- Exercise -
Return each entry word for word. Leave the images out.

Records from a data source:

-- Opening Marker --

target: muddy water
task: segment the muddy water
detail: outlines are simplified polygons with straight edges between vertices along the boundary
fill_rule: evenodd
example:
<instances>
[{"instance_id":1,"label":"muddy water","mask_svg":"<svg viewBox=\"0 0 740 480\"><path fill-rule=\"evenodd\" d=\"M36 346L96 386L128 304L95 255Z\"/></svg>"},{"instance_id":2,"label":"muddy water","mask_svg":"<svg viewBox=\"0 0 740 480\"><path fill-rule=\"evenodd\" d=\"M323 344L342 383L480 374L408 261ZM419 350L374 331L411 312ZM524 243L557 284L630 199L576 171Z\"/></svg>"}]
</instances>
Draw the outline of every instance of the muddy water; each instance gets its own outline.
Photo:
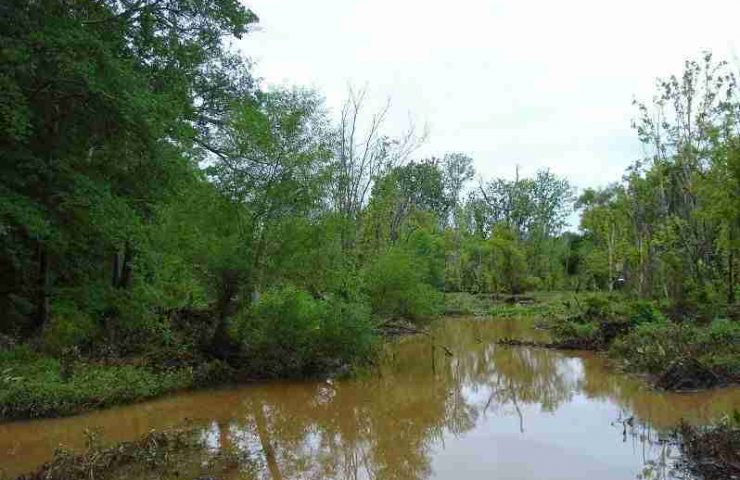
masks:
<instances>
[{"instance_id":1,"label":"muddy water","mask_svg":"<svg viewBox=\"0 0 740 480\"><path fill-rule=\"evenodd\" d=\"M522 323L450 319L433 340L388 345L378 371L360 378L185 393L0 425L0 472L27 472L60 444L82 448L85 429L123 441L192 423L210 448L258 466L233 478L679 478L662 433L740 408L737 388L659 393L596 355L494 344L533 335Z\"/></svg>"}]
</instances>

-- Closing Marker --

- Answer space -
target: muddy water
task: segment the muddy water
detail: outlines are simplified polygons with straight edges between vertices along the boundary
fill_rule: evenodd
example:
<instances>
[{"instance_id":1,"label":"muddy water","mask_svg":"<svg viewBox=\"0 0 740 480\"><path fill-rule=\"evenodd\" d=\"M36 346L96 386L128 304L95 255Z\"/></svg>"},{"instance_id":2,"label":"muddy water","mask_svg":"<svg viewBox=\"0 0 740 480\"><path fill-rule=\"evenodd\" d=\"M323 344L342 383L480 374L408 261ZM419 350L374 331L411 312ZM524 243L557 284L630 199L576 171Z\"/></svg>"}]
</instances>
Draw the outline of every instance of the muddy water; each instance gets its own outline.
Photo:
masks:
<instances>
[{"instance_id":1,"label":"muddy water","mask_svg":"<svg viewBox=\"0 0 740 480\"><path fill-rule=\"evenodd\" d=\"M522 323L450 319L433 340L388 345L378 371L360 378L185 393L0 425L0 472L27 472L60 444L82 448L85 429L123 441L192 423L210 448L258 466L233 478L679 478L662 433L740 408L737 388L659 393L596 355L494 344L533 335Z\"/></svg>"}]
</instances>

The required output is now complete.